** Document extract **
Arbitration awards may be vacated under federal statutory grounds of arbitrator partiality. As arbitrations became more common as a means of resolving disputes, in July 1947, Congress enacted the Federal Arbitration Act ("FAA") addressing the more frequently litigated arbitration issues. The FAA created statutory grounds for vacating an award on, among other things, the basis of arbitrator partiality. Section 10 of the FAA, (3) provides, inter alia, that:

(a) In any of the following cases the United States court in and for the district wherein the award was made may make an order vacating the award upon the application of any party to the arbitration-

(1) Where the award was procured by corruption, fraud, or undue means.

(2) Where there was evident partiality or corruption in the arbitrators, or either of them.

(3) Where the arbitrators were guilty of misconduct in refusing to postpone the hearing, upon sufficient cause shown, or in refusing to hear evidence pertinent and material to the controversy; or of any other misbehavior by which the rights of any party have been prejudiced.

(4) Where the arbitrators exceeded their powers, or so imperfectly executed them that a mutual, final, and definite award upon the subject matter submitted was not made.

Section 10(a)(1) of the FAA provides a statutory provision pursuant to which a party may challenge "active partiality".(4) Section 10(a)(2) allows a party to vacate an award for "evident partiality."(5) The purpose of this paper is to provide a detailed discussion of arbitrator partiality.

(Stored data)

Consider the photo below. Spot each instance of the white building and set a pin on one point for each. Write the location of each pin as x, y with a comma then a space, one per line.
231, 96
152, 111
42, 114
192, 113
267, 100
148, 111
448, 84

** Aim of the exercise **
Write what comes next in the passage on arbitrator partiality under the Federal Arbitration Act, picking up after its final sentence.

** Task result **
There are few reported cases of active partiality. Courts generally are reluctant to infer active partiality just from the size of an award.(6) To set aside a common law arbitration award based upon active partiality, the party "must show by clear, precise and indubitable evidence that he was denied a hearing, or that there was fraud, misconduct, corruption or some other irregularity of this nature on the part of the arbitrator which caused him to render an unjust, inequitable or unconscionable award, the arbitrator being the final judge of both law and fact, his award not being subject to disturbance for a mistake of either." Bole v. Nationwide Ins. Co., 352 A.2d 472, 473 (Pa. Super. 1975) (quoting Allstate Ins. Co. v. Fiorevanti., 299 A.2d 585, 589 (Pa. 1973)).

The Bole court remanded the case for further factual findings regarding the prior legal representation rendered to the insurer by its chosen arbitrator (e.g., what the legal issues were, when or how often or how regularly they arose, and the extent of the arbitrator's representation.)(7) However, on the appeal of Bole, the Pennsylvania Supreme Court adopted a per se rule that the award should be vacated and the matter remanded for the appointment of a new panel of arbitrators where: (i) the disputed contract requires a "disinterested arbitrator"; and (ii) a party objects to the prior legal representation of a party by an arbitrator.(8)

At least one court has interpreted Bole:

Our reading of Bole leads us to conclude that a showing of a direct relationship between a party to an arbitration proceeding and a designated arbitrator must be shown, such as the existence of a prior employer-employee or attorney-client relationship, before the requisite partiality of that arbitrator is established . . . . We will not extend such allegations of partiality to an alleged "indirect connection" with a party to an arbitration. To do so would invite any dissatisfied claimant to allege partiality on the part of the opposing party's arbitrator and thus require court supervision of arbitration. This is contrary to the purpose of arbitration.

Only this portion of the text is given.